* _Problems to work on_:
a. In the passage about Cà Mau, write out everything from "The area of" down to "brackish flooding, etc.".
b. According to the passage about Cà Mau, what is the area's average height above sea level?

* _Passage to read_:
BEGIN

Cà Mau is located on a peninsula, has a rather special geographical location, with 3 sides adjacent to the sea. Cà Mau Cape is the only place on land where you can watch the sun rise from the South China Sea in the morning and set in the Gulf of Thailand in the afternoon.
===Terrain===
Ca Mau is on a delta region, with rivers and canals. The average height is 0.5 meters to 1.5 meters above sea level. The direction of the terrain is gradually inclined from North to South, from Northeast to Southwest.
The area of Cà Mau is in the lowlands with flooding especially in the southern edge. It has five main soil groups: acid sulfate soil, peat soil, alluvial soil, saline soil, and canal soil.

The local low-lying areas in the central low-lying area of the Cà Mau Peninsula have a topographic relationship with the ancient riverbed. The lowlands of U Minh and Trần Văn Thời are inland "hanging depressions" limited by the natural dikes of the system of Ông Đốc, Cái Tàu, Trẹm rivers and high ledges along the West Sea (Gulf of Thailand). This hanging low-lying area stagnates water all year round and becomes a swamp. Most of the land in Cà Mau is a younger land formed by sedimentation, accumulated over the years, somewhat fertile and suitable for aquaculture, rice cultivation, mangrove planting, brackish flooding, etc.

END

* _Data extracts_:
BEGIN

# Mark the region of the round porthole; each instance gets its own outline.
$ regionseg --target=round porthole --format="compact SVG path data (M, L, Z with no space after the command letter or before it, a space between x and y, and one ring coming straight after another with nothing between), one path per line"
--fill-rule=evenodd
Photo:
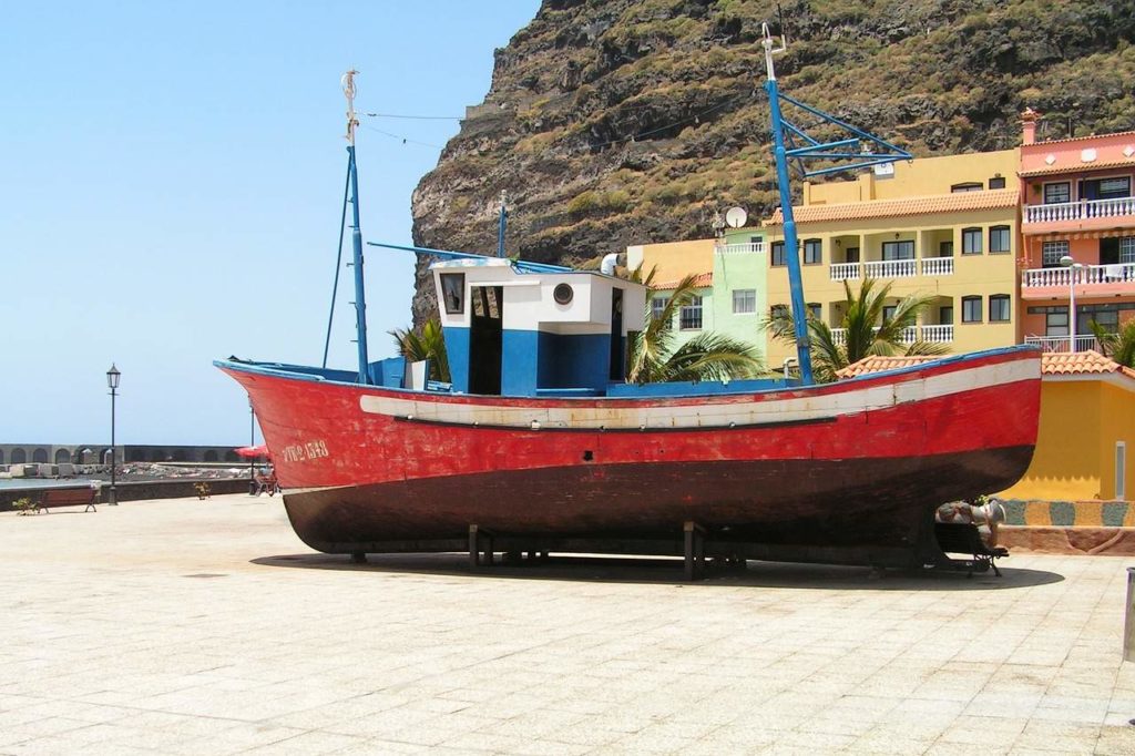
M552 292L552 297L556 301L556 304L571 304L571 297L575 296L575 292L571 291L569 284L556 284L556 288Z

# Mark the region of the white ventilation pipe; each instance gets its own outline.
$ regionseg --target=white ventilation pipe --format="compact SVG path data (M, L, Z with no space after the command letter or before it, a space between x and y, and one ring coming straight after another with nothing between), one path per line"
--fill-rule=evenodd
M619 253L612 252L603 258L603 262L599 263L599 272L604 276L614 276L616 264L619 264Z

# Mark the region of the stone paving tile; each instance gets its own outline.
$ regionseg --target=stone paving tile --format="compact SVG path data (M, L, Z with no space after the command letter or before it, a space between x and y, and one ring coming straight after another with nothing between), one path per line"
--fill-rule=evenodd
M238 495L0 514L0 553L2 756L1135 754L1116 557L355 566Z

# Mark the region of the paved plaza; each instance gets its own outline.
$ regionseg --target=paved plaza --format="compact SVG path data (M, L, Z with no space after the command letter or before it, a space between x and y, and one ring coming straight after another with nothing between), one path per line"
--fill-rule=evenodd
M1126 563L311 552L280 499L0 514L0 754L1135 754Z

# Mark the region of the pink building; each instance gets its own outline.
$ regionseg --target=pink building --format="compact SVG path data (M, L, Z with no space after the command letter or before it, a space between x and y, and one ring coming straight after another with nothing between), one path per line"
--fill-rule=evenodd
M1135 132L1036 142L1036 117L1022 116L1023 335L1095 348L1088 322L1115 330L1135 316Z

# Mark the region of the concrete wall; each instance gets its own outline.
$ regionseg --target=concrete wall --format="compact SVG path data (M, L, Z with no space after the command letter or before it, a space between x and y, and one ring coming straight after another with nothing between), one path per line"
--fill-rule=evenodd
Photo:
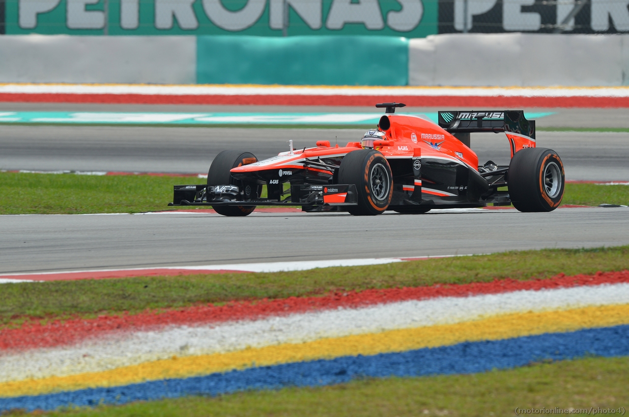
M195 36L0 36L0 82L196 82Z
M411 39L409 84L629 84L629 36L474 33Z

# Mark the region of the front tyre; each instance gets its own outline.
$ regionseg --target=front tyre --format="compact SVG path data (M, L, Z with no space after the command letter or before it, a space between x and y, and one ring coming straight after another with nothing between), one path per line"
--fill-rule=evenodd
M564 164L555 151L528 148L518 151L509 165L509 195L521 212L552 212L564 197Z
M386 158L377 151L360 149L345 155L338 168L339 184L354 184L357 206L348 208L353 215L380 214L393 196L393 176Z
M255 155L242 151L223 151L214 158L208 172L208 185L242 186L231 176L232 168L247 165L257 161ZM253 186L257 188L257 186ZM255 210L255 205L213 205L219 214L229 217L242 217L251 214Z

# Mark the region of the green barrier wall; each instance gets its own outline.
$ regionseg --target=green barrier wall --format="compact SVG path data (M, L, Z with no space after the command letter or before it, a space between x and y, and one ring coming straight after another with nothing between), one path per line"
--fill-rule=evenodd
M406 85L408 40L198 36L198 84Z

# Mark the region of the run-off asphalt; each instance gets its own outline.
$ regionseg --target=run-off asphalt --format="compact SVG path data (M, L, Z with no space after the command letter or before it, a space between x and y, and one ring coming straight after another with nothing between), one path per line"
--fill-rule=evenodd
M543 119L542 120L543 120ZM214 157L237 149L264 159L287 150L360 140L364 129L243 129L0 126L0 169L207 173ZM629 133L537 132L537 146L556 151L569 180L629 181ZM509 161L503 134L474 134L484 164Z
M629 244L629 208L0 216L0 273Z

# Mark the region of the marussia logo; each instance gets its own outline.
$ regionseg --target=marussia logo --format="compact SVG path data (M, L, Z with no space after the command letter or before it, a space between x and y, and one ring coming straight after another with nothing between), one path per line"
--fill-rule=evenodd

END
BEGIN

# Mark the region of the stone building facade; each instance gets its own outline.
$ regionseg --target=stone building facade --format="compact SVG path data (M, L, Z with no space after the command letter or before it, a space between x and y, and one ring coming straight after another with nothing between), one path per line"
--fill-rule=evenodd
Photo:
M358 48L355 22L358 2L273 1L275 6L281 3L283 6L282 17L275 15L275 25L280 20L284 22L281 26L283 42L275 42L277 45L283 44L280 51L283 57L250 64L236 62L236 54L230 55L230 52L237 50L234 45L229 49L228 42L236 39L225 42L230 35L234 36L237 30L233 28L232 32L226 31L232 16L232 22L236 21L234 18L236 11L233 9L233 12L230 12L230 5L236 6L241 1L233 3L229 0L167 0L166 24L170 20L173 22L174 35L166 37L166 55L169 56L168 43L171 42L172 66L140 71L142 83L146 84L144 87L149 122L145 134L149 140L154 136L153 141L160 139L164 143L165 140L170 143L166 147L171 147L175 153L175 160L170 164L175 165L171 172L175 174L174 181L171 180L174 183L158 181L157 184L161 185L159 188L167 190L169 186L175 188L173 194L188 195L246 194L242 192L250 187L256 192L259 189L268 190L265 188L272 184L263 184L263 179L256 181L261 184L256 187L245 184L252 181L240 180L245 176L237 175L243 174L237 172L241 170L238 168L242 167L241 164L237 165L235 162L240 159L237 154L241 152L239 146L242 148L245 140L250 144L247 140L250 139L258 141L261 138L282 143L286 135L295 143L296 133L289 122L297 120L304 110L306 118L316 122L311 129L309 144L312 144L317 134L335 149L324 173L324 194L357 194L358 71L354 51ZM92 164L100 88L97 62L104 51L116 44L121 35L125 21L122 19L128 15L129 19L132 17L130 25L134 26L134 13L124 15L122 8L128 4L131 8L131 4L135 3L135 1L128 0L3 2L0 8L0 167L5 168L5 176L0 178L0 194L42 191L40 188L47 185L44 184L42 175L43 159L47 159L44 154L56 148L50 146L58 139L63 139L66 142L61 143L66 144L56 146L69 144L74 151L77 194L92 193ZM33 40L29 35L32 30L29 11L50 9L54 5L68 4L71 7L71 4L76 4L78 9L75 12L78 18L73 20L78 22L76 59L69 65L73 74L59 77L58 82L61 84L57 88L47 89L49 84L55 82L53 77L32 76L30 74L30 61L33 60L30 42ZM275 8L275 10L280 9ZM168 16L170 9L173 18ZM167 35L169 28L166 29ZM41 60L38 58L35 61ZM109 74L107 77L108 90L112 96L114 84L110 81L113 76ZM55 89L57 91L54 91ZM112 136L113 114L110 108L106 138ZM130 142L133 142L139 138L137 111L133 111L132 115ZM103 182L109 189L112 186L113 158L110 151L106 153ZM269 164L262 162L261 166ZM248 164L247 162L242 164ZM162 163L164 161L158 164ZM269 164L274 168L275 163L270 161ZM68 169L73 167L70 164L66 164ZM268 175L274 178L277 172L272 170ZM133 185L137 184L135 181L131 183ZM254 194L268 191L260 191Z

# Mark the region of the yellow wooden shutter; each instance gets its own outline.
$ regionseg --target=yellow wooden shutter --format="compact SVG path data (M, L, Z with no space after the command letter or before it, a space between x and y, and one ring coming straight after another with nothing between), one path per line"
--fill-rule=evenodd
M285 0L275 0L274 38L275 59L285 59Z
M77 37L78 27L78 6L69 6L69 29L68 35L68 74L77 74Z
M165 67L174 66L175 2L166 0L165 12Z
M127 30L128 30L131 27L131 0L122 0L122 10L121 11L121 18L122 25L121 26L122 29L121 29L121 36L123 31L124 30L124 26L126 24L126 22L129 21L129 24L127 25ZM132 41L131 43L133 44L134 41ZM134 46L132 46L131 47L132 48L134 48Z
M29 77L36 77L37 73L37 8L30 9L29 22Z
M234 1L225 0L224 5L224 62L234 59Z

END
BEGIN

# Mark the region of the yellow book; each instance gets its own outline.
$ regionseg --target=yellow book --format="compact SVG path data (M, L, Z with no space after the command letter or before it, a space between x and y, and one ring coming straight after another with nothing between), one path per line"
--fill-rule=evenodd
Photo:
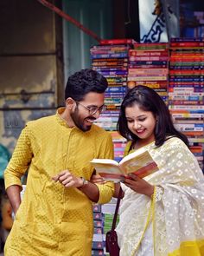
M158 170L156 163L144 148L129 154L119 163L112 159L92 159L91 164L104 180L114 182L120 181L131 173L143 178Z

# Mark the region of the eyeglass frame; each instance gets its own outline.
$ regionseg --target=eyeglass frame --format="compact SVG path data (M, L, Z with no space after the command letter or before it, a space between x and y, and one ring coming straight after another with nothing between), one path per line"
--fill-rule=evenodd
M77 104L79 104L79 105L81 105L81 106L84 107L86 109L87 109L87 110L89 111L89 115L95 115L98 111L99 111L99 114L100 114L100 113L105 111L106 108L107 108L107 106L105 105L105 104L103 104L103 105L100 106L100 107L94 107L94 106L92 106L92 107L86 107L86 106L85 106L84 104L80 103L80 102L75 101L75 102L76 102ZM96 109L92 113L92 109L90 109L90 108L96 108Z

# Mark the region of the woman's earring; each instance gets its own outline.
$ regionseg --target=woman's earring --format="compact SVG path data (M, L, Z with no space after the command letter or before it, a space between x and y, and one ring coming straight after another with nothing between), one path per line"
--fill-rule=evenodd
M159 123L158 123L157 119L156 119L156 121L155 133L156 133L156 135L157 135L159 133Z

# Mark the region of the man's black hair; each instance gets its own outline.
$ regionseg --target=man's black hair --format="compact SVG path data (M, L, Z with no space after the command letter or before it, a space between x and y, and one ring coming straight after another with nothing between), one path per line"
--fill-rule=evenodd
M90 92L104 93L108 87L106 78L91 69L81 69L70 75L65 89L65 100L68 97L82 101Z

END

* _List of solutions_:
a.
The area of Cà Mau is in the lowlands with flooding especially in the southern edge. It has five main soil groups: acid sulfate soil, peat soil, alluvial soil, saline soil, and canal soil.

The local low-lying areas in the central low-lying area of the Cà Mau Peninsula have a topographic relationship with the ancient riverbed. The lowlands of U Minh and Trần Văn Thời are inland "hanging depressions" limited by the natural dikes of the system of Ông Đốc, Cái Tàu, Trẹm rivers and high ledges along the West Sea (Gulf of Thailand). This hanging low-lying area stagnates water all year round and becomes a swamp. Most of the land in Cà Mau is a younger land formed by sedimentation, accumulated over the years, somewhat fertile and suitable for aquaculture, rice cultivation, mangrove planting, brackish flooding, etc.

b. 0.5 meters to 1.5 meters